═══ EXTRAIT

Par ailleurs, passer au long métrage après une série a ce côté dangereux où il faut être à la hauteur de tout ce que vous avez suggéré précédemment. Il faut pouvoir tout montrer à l’écran. Chaque jour de tournage, il y a un challenge à relever : ramener une scène de comédie qui vaut le coup, un décor, des couleurs, des sons, des ambiances, de la matière à monter… bref, quelque chose de spectaculaire. C’est très stimulant ! Mais je ne pense pas que j’aimerais ne faire que ça à présent. J’aimerais refaire de la longue série car cette manière de se retrouver sur la longueur avec une équipe, autour d’un scénario qui va fouiller les personnages en profondeur me plaît beaucoup. J’aime bien être entre les deux, avec ces volets 2 et 3 qui me restent à faire au cinéma – si les spectateurs sont au rendez-vous ! C’est  un équilibre que j’ai trouvé, avec le théâtre aussi que je mets en scène de plus en plus.

 

KAAMELOTT - PREMIER VOLET

Affiche Kaamelott - Léodagan (Lionnel Astier)

══════
═══ DONNÉES FOURNIES

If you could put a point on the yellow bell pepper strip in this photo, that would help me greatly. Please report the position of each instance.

══════

=== CONSIGNE A ===
Selon l'extrait, quel art la personne qui s'exprime met-elle en scène de plus en plus ?
=== CONSIGNE B ===
Traduisez en anglais cette phrase de l'extrait : « Mais je ne pense pas que j’aimerais ne faire que ça à présent. »
Les données forment un contenu à part, indépendant de l'extrait.

=== RÉPONSE A ===
Le théâtre.

=== RÉPONSE B ===
But I don't think I would like to do only that now.